*** Begin section ***

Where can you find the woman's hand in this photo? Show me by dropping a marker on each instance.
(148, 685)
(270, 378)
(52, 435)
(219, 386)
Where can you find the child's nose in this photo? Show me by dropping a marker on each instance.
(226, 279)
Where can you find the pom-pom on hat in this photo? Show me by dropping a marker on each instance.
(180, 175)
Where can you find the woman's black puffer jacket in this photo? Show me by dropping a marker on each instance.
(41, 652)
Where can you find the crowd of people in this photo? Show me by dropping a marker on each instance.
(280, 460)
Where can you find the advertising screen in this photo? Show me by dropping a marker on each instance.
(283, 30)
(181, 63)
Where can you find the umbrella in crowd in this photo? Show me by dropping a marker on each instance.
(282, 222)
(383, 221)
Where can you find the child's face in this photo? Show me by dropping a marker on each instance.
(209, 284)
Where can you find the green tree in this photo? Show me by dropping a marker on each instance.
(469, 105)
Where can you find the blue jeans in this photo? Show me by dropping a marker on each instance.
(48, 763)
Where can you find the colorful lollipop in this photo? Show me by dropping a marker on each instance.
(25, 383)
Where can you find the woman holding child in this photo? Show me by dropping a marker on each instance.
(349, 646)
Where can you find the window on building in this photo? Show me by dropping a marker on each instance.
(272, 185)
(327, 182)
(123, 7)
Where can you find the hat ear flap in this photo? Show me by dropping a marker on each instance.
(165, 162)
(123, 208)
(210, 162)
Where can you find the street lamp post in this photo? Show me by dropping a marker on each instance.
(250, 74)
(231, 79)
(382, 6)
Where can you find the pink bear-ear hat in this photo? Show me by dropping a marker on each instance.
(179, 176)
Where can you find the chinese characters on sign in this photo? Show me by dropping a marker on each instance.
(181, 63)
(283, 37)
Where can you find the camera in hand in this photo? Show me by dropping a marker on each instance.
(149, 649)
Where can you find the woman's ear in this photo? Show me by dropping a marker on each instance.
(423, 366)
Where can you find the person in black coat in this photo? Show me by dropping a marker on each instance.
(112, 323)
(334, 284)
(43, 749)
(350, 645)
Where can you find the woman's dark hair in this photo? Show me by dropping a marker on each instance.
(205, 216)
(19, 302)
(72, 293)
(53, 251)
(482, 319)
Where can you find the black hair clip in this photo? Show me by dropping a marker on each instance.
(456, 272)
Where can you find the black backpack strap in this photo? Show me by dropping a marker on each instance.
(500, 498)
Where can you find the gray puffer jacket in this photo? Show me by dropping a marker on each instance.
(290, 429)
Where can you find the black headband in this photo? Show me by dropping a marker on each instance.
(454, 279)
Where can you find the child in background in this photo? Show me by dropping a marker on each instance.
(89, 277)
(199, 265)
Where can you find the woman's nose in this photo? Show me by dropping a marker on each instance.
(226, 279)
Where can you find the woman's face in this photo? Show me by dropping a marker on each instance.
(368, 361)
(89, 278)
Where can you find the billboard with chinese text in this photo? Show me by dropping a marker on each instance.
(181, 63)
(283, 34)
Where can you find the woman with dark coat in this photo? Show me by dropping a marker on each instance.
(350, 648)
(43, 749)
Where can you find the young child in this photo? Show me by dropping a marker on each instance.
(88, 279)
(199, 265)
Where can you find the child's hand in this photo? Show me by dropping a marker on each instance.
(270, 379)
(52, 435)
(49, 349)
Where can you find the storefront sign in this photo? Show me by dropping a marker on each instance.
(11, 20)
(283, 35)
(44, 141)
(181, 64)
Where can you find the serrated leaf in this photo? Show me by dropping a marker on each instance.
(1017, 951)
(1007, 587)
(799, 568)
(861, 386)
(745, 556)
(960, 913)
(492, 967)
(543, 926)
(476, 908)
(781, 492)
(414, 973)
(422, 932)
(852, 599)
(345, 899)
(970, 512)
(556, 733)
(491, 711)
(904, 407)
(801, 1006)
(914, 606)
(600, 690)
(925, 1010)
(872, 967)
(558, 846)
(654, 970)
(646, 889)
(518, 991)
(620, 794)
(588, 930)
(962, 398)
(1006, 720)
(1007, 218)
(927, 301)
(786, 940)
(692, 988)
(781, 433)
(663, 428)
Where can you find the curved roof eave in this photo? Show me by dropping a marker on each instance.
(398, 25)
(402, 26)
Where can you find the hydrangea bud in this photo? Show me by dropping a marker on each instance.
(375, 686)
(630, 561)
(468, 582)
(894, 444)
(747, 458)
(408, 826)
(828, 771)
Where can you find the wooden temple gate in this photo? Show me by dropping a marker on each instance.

*** End section ***

* Problem requirements
Would you please repeat the entire listing above exactly?

* Answer space
Where can you find the woman's hand in this photo? Show me by dropping a marker on each instance.
(148, 685)
(270, 378)
(52, 435)
(219, 386)
Where can you find the child's nose in this photo? Show me by dropping a marker on each instance.
(226, 279)
Where can you find the pom-pom on hat in this photo? Show me by dropping a marker on each instance.
(180, 175)
Where can you find the woman's black puffer jacket in this photo? Show me by dropping a marker on each instance.
(41, 652)
Where can you find the crowd of people in this photo? Show me by dropping a marker on each instance.
(280, 460)
Where can you find the advertising screen in this photo? Show me by dropping a marker on each instance.
(283, 30)
(181, 63)
Where can you find the umbrella in crowd in this photo? Show me by dropping a marker on each instance.
(282, 222)
(383, 221)
Where can you find the child's face in this photo? Show me by dropping a marker on each instance.
(209, 284)
Where can you find the green tree in this photo? Show me by dropping a marker on each instance.
(469, 105)
Where can you find the blue jeans in this photo? Show me by dropping a marker on each instance.
(48, 763)
Where can you find the colorful lollipop in this photo? Show me by dropping a marker on each instance.
(25, 383)
Where can you find the woman holding child in this photo? Show me by dropping a marker on each instance.
(349, 646)
Where can you find the window on building in this photo? Show me by dropping a marker on each instance.
(272, 185)
(327, 182)
(123, 7)
Where can you find the hat ear flap in this photo? Show me by dropping a marker on each instance.
(165, 162)
(123, 208)
(210, 162)
Where can you find the street lamp post in this photo? Show me by dropping a marker on each instance.
(250, 74)
(231, 79)
(382, 6)
Where can you find the pink bear-ear hat in this photo? Show me by dropping a marker on each instance.
(179, 176)
Where can you find the chinese characters on sign in this photo? Show me by dropping a marker on each instance.
(181, 63)
(283, 37)
Where can you find the camera in hand in this photo? Show me by dropping a marker on each instance.
(149, 649)
Where can you find the woman's ear in this photo? Show me by dropping a marker on each instance.
(423, 366)
Where can you find the person in black coat in this photo? Show me by dropping a marker on each instance.
(112, 323)
(334, 284)
(43, 749)
(350, 645)
Where can you find the woman's dark hair in this photo? Show me by dropping a marker on each instance.
(205, 216)
(19, 302)
(72, 293)
(53, 251)
(482, 319)
Where can you find the black hair clip in this photo? Show me by dropping a marker on each instance.
(456, 272)
Where can you find the black backpack strap in this photo? Show me by dropping a marker on each instance.
(500, 498)
Where can you find the gray puffer jacket in this photo? Show me by dropping a marker on each instance.
(290, 429)
Where can you find the black headband in this photo? Show me by dropping a marker on each instance.
(454, 279)
Where can you find the child in background in this photo? Show me by dropping a marker on each instance.
(89, 277)
(199, 265)
Where can you find the woman's nose in this photo? Show me by dropping a marker on each instance.
(226, 279)
Where can you find the woman's face in this photo? Show me by dropping a marker on each instance.
(368, 361)
(89, 278)
Where can you find the billboard with chinese text in this photo? Show me by dropping a marker on each instance.
(181, 63)
(283, 34)
Where can you find the woman with dark coat in this photo? Show me by dropping a marker on each instance.
(350, 648)
(43, 749)
Where can you find the young child in this photo? Show me by dropping a marker on each instance.
(88, 279)
(199, 265)
Where can you find the child's hand in this photo? Show me by dropping a marker on each instance.
(270, 379)
(52, 435)
(49, 349)
Where can you find the storefront sign in this photo? Show me by dropping a marker on each instance.
(11, 20)
(283, 35)
(44, 141)
(181, 64)
Where can you find the serrated leaf in this photo? Show me by dropping a marker on each instance.
(1017, 951)
(1007, 587)
(799, 568)
(861, 386)
(745, 556)
(960, 913)
(492, 967)
(543, 926)
(476, 908)
(781, 492)
(414, 973)
(422, 932)
(852, 599)
(345, 899)
(970, 512)
(556, 733)
(491, 711)
(904, 407)
(801, 1006)
(914, 606)
(600, 690)
(925, 1010)
(872, 967)
(558, 846)
(654, 970)
(646, 889)
(518, 991)
(620, 794)
(588, 930)
(962, 398)
(1006, 720)
(1007, 218)
(927, 301)
(786, 940)
(692, 988)
(781, 433)
(663, 428)
Where can you find the curved roof eave in this photo? Show me by dropping a marker on each instance.
(398, 25)
(402, 26)
Where can you find the hydrangea bud in this photo? Show me by dropping a marker on each instance.
(375, 686)
(630, 561)
(468, 582)
(894, 444)
(747, 458)
(408, 826)
(828, 771)
Where can you find the wooden temple gate in this photo? Show me by dropping a marker on each instance.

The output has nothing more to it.